SELECTED PASSAGE >>
════════════════
Table football, also known as foosball or table soccer, is a table-top game that is loosely based on association football. The aim of the game is to move the ball into the opponent's goal by manipulating rods which have figures attached. Although rules often vary by country and region when the game is played casually, at the competitive level table soccer is played according to a unified code.

History

Patents for similar table games date back as early as the 1890s in Spain, Europe. However, foosball's origins date to 1921, when Harold Searles Thornton from the United Kingdom patented the game as "Apparatus for playing a game of table football".

Thornton invented a football game that people could play in their homes due to the popularity of association football in Europe. The game adopted the name foosball in the United States via German imports that called it "tischfußball" ( "table football"). Its design inspiration came from a box of matches.

Belgian magazine Le Soir illustré claimed in 1979 that the French inventor Lucien Rosengart (1881–1976) came up with the game of table soccer in the 1930s when he was looking for things to keep his grandchildren entertained during the cold winter months. He called the game "baby foot" instead of foosball.

The Galician inventor Alejandro Finisterre patented his invention of table football, futbolín, in Madrid during the Spanish Civil War in 1937. His version of the game is the one used in modern-day table football.

The game was eventually brought to the United States in the 1950s by Lawrence Patterson, reaching its peak of popularity there in the 1970s, when it could be found in bars and pool halls everywhere throughout the country.

In 2002, the International Table Soccer Federation (ITSF) was established in France with the mission of promoting the game. The ITSF acts as an organising sports body, regulating international competitions and establishing the game with the International Olympic Committee and General Association of International Sport Federation.
════════════════
GIVEN RECORDS >>

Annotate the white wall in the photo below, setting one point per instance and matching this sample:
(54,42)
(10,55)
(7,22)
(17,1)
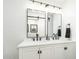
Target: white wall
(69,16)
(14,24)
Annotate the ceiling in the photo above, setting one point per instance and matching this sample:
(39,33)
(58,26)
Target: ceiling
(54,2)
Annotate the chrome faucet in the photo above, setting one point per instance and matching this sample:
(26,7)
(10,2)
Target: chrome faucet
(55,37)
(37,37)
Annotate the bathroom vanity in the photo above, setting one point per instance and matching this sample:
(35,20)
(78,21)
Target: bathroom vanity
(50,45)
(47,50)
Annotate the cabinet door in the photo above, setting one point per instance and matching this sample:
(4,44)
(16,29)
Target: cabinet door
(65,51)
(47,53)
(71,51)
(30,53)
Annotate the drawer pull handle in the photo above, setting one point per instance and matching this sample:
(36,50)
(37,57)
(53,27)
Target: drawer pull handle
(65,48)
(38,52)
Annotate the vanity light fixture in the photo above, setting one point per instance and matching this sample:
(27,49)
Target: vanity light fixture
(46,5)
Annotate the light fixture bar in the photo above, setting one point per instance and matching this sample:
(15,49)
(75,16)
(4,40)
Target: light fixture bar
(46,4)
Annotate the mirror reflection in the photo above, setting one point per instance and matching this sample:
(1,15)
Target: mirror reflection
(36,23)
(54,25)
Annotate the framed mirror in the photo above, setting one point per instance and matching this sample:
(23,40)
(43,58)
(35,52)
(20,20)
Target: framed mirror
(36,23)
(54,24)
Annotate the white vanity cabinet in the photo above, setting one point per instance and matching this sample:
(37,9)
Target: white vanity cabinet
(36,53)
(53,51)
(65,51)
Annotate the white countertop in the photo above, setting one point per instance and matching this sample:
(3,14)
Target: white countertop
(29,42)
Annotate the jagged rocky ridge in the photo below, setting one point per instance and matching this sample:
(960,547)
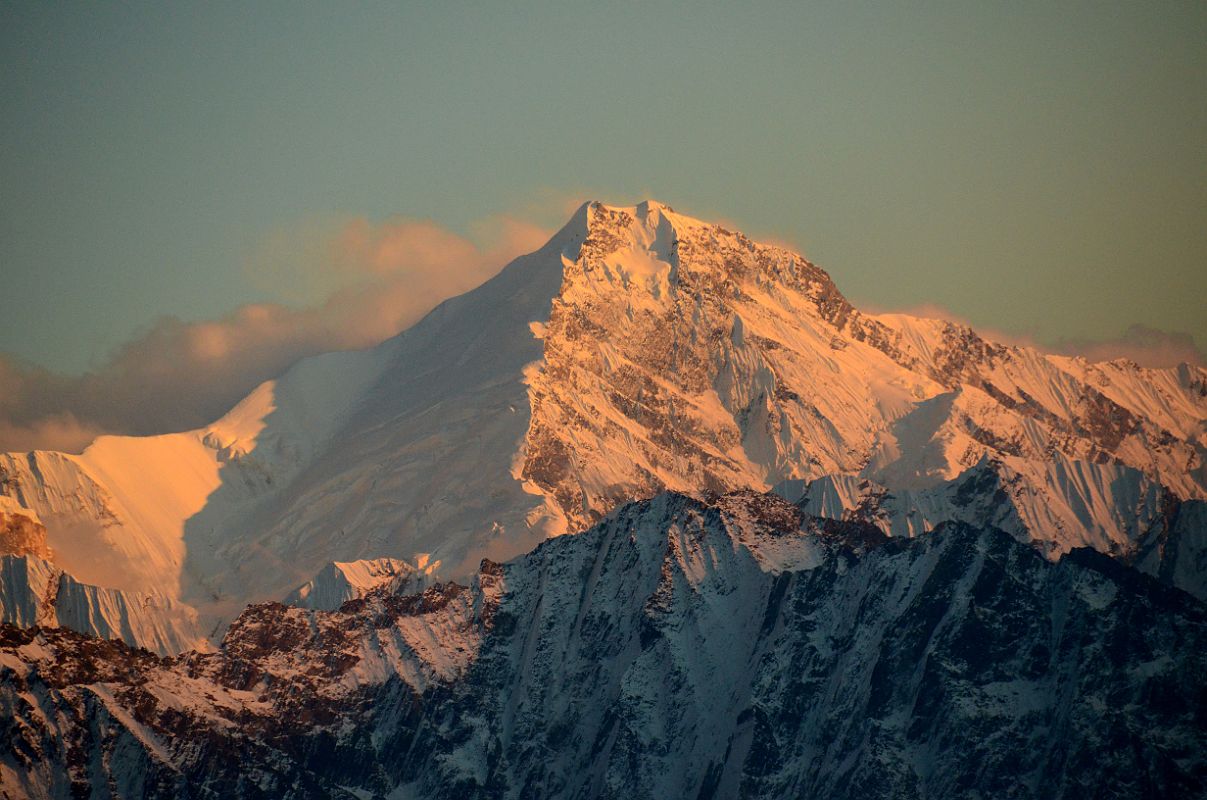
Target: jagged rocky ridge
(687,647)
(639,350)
════════════════
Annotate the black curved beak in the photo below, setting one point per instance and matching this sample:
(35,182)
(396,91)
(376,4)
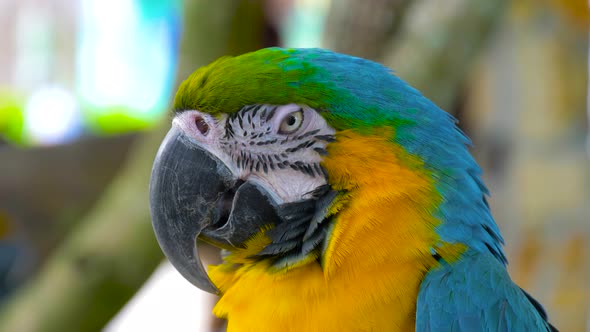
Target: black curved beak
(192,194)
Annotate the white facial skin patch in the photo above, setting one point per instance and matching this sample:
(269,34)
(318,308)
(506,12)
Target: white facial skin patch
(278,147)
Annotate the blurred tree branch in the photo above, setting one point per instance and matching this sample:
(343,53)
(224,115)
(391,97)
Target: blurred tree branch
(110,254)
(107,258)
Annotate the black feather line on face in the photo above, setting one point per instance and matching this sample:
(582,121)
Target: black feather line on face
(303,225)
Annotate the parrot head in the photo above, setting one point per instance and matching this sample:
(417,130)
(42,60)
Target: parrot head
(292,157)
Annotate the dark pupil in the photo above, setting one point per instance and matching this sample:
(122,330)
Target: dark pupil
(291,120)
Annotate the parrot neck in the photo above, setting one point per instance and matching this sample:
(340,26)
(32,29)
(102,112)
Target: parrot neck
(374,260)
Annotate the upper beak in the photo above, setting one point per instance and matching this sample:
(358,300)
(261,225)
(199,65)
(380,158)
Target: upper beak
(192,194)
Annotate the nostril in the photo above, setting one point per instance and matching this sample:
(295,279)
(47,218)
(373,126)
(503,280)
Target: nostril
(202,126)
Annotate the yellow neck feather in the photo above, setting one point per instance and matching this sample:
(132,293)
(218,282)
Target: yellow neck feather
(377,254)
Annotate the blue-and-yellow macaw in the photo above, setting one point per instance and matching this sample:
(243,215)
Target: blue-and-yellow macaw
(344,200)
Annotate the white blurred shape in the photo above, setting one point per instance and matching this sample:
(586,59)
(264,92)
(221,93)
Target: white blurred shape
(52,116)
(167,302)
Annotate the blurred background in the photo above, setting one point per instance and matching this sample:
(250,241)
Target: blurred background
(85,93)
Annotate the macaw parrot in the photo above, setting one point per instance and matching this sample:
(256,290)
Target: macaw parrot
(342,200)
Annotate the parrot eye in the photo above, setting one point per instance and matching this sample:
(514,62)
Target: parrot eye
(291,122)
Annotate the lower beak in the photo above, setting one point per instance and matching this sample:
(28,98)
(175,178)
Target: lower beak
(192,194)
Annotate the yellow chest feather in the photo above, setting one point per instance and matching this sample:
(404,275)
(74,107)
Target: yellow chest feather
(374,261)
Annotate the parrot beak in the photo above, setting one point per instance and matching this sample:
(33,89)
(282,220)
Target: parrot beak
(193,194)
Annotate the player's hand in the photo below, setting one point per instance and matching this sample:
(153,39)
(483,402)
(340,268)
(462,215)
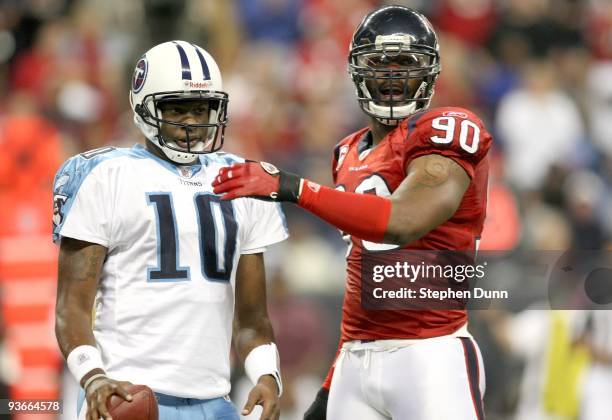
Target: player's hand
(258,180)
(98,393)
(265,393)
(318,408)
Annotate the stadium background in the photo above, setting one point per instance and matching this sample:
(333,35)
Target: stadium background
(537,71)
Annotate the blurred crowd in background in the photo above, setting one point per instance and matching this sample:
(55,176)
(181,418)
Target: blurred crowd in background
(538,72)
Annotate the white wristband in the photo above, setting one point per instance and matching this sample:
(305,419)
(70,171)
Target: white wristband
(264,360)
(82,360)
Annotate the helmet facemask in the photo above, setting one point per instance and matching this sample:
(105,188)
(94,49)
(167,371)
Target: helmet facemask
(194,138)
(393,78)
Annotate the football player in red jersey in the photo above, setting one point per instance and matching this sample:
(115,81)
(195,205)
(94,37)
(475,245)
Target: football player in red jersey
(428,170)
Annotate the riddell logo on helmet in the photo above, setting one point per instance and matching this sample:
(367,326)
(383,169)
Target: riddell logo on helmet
════════════════
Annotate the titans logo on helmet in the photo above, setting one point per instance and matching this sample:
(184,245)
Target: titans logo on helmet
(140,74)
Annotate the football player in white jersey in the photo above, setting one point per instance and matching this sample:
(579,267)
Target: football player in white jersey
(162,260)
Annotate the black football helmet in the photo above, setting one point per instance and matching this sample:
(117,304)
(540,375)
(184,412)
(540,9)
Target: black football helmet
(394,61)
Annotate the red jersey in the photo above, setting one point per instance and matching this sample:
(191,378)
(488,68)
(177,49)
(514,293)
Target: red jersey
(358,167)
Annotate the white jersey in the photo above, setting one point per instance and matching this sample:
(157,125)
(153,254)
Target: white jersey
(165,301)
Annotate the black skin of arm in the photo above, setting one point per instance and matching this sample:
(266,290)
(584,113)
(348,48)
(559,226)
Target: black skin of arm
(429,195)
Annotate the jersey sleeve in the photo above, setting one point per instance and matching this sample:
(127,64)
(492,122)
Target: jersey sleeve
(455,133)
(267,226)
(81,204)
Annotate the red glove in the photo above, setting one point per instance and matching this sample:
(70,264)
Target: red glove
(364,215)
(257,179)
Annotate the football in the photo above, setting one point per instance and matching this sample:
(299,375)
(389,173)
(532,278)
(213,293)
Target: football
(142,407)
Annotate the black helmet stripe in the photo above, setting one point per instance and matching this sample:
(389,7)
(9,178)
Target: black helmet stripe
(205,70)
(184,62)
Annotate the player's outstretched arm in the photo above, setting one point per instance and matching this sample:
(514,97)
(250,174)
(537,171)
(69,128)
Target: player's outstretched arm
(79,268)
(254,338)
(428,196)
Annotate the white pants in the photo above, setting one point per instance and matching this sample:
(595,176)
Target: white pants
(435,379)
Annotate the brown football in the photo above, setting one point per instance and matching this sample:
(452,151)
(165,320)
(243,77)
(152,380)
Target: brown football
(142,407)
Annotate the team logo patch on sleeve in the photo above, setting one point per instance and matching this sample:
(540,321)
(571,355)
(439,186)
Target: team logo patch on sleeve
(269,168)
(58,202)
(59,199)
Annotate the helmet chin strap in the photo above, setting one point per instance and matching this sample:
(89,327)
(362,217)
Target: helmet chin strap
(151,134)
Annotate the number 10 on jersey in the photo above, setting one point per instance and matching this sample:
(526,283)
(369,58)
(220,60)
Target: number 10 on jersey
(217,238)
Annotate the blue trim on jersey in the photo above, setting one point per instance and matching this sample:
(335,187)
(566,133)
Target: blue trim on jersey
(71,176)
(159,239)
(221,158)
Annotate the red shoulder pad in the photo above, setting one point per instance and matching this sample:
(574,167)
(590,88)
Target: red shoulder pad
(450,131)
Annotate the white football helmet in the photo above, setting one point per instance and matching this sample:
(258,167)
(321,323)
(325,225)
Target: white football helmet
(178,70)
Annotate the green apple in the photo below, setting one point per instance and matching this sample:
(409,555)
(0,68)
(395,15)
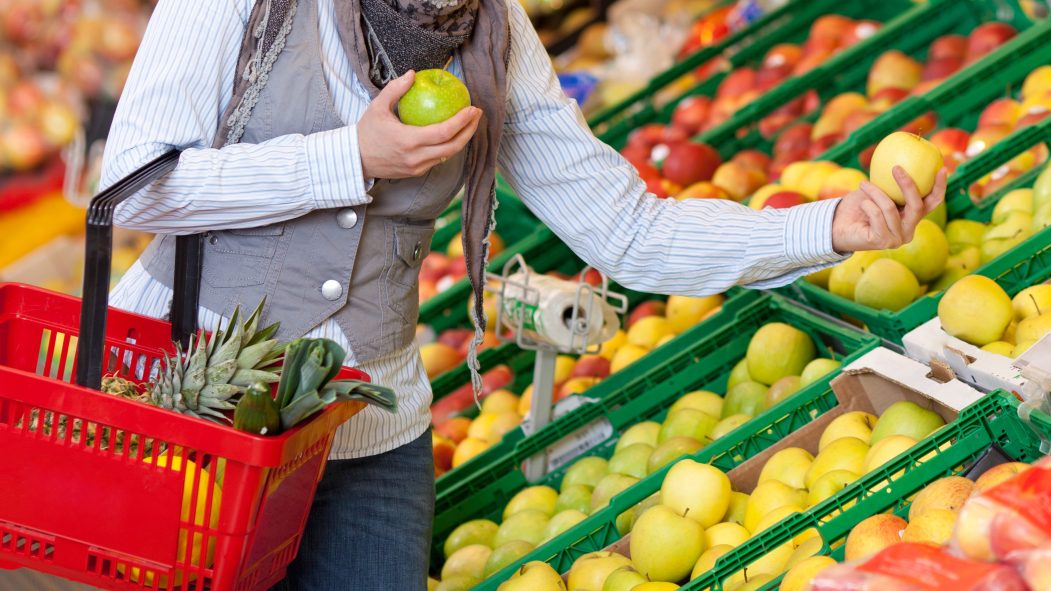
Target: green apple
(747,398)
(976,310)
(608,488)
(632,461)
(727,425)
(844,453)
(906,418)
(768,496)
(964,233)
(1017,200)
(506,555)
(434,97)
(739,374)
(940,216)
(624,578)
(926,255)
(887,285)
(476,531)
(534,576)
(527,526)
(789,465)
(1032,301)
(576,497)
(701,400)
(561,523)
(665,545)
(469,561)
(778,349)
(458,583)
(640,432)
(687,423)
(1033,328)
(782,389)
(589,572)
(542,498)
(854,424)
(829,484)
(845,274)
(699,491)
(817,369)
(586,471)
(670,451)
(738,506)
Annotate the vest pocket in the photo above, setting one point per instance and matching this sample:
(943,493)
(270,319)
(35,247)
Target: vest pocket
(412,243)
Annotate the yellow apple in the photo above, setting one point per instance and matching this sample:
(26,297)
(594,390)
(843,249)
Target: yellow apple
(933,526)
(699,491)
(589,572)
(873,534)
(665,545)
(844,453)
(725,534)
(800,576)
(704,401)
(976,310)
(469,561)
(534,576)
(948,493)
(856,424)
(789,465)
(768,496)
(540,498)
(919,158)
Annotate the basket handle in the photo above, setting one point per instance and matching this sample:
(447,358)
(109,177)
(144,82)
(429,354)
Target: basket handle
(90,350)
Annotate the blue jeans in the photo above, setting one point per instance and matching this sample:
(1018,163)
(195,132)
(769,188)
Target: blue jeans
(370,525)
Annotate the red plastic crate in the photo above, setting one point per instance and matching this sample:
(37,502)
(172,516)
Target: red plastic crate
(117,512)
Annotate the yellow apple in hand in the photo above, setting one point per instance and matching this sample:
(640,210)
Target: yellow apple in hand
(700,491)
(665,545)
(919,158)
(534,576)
════════════════
TO DO >>
1. In the passage on table football, rewrite the stretch from "The game was" through "International Sport Federation.", substituting "arcades" for "pool halls".
2. List every person named in the passage on table football.
3. According to the passage on table football, in what year and in which country was the International Table Soccer Federation established?

RESPONSES BY TASK >>
1.
The game was eventually brought to the United States in the 1950s by Lawrence Patterson, reaching its peak of popularity there in the 1970s, when it could be found in bars and arcades everywhere throughout the country.

In 2002, the International Table Soccer Federation (ITSF) was established in France with the mission of promoting the game. The ITSF acts as an organising sports body, regulating international competitions and establishing the game with the International Olympic Committee and General Association of International Sport Federation.

2. Harold Searles Thornton, Lucien Rosengart, Alejandro Finisterre, Lawrence Patterson

3. 2002, in France.